— Task —
In this exercise, set down every entry that follows exactly as it appears.

— Input material —
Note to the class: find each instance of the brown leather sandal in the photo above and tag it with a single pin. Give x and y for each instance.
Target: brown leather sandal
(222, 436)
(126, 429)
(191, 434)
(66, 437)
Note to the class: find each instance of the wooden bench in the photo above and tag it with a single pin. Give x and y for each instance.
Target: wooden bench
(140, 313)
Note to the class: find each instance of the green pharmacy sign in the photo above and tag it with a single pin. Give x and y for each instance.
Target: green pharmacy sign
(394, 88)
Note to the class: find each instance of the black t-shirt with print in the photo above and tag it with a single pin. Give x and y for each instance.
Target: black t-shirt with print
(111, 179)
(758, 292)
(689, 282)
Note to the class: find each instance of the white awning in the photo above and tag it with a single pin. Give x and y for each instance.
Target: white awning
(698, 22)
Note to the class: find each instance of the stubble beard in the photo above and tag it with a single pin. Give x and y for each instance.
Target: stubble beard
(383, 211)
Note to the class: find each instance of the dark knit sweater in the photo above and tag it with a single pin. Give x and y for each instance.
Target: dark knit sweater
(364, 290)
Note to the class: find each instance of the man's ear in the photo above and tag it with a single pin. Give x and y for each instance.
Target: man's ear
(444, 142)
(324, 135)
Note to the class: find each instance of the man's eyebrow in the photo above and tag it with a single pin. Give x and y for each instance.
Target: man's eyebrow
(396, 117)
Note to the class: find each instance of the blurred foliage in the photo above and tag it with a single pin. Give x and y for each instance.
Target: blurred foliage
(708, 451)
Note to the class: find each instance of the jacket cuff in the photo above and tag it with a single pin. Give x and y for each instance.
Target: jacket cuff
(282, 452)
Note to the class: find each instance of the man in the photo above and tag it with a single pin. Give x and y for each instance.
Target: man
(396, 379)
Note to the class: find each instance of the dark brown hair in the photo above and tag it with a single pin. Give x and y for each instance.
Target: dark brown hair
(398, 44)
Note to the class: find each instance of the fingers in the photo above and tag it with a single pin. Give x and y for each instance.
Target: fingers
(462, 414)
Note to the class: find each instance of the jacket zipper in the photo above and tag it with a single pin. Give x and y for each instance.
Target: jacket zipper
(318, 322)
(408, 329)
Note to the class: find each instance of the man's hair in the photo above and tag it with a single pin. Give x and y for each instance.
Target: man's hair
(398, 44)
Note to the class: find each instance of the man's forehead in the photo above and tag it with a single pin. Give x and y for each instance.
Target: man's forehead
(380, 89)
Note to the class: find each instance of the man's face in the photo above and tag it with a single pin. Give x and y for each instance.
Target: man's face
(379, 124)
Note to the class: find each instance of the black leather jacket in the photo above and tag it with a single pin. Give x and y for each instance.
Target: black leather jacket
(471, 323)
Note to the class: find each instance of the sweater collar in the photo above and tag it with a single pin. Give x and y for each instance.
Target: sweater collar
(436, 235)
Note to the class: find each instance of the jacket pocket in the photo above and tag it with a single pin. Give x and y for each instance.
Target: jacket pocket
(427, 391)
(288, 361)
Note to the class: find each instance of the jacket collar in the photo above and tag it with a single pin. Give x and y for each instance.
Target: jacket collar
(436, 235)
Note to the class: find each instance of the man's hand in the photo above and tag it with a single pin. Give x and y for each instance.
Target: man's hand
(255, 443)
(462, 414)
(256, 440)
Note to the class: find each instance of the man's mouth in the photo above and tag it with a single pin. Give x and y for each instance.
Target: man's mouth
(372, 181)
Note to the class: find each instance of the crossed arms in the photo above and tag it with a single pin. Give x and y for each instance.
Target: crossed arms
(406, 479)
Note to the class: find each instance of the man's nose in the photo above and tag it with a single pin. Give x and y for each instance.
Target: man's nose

— Expected answer —
Note to the class: find each instance of the brown leather sandal in the photo above and tag it with a single pin. Give x and y for each instance.
Target: brown leather sandal
(222, 436)
(126, 429)
(191, 434)
(66, 437)
Note to the class: find each instance of the wooden bench in the photo above and tag it with a single pin. Give x and y for each instance.
Target: wooden bench
(140, 313)
Note to the class: find each instance of the green pharmacy sign in the photo above and tag it with a single pin. Give x and y for each instance.
Target: green pharmacy sign
(394, 88)
Note to the class: find each instance of the black t-shirt with print in the photo above and tag it with a single pin. Give x and y for each instance.
Target: black t-shirt with print
(111, 179)
(758, 292)
(689, 282)
Note to the class: find each instance of the white awning in the photo above and tag it with a single pin. Give x and y for each instance.
Target: white awning
(698, 22)
Note to the class: find each instance of the stubble beard in the photo above and tag it with a single pin. Give x and y for each instance.
Target: stubble beard
(383, 211)
Note to the class: find each instance of the dark knit sweater in the photo above and tag it with a single pin. Give x and y for each instance.
Target: dark knit sweater
(364, 290)
Note to the class: find each instance of the man's ear in the photo above and tag it with a single pin. Give x and y for each instance.
Target: man's ear
(444, 142)
(324, 135)
Note to the class: find each instance of the man's eyebrow in the photo above and tag it with a single pin. Give x and y for each instance.
Target: man's eyebrow
(396, 117)
Note to the class: find each instance of the blurred foliage in the photo above and tag it with a single pin. Give x and y for each instance.
Target: blurred foliage
(708, 451)
Note to the class: find each instance of the jacket cuff in the photo above and tag it with a single pin. Give x and y for each instance.
Target: jacket cuff
(282, 452)
Note to the class: find each instance of the man in the photo above and tag it with a single pin. Give x and y for each instance.
Target: man
(396, 379)
Note to the class: find each instance of the dark brown hair in the photo above and tag it with a single pin. Give x and y for each instance.
Target: dark brown hair
(398, 44)
Note to the class: find each instance of the fingers in the photo above and tag it with a single pin. Give x and y for each instance.
Target: fingers
(462, 414)
Note to the class: find each instance of the jacket zipper in the photo above and tag it with a single pin. Give x and y for each instance.
Target: jacket zipper
(318, 322)
(408, 329)
Note to the class: find each instance of the man's hair in the photo above and tag it with a single pin. Give x and y for each instance.
Target: man's hair
(398, 44)
Note to the class: find each instance of the man's forehead in the photo above and tag it with a single pin. Give x and y for each instance.
Target: man's forehead
(380, 89)
Note to the class: find each instance of the man's face in the photo above and tag it with a single pin. Give x and y for each instance.
Target: man's face
(379, 124)
Note to the class: find each instance of the black leather jacket in the photo above and tag it with a single pin. Give x and y for each instance.
Target: black leather jacket
(471, 323)
Note to the class: find each instance of the sweater collar in the photo above and tag it with a single pin. Give x and y for each instance.
Target: sweater collar
(436, 235)
Note to the class: find each instance of the jacket pocket in the photo above and tag it with a single pin. Give x and y for each instance.
Target: jacket pocket
(427, 391)
(288, 361)
Note to the class: find each instance of the jacket collar in the photo above and tag it with a single pin. Give x and y for each instance.
Target: jacket collar
(436, 235)
Note to the class: find each instance of the man's hand in the photo above and tag it with a single pin. Give x and y for each instance.
Target: man's hand
(255, 443)
(462, 414)
(256, 440)
Note to the class: find each instance of the man's mouth in the photo above and tag it with a single pin. Give x and y for each instance.
Target: man's mouth
(372, 181)
Note to the class: find each instance of the crossed arms in the photo above and tag it with a single pin. Give x and y for each instance.
Target: crossed arms
(406, 479)
Note to the class: find each instance of the man's nose in the photo above and tag it with a single pin. Give x and y for each instance.
Target: man's nose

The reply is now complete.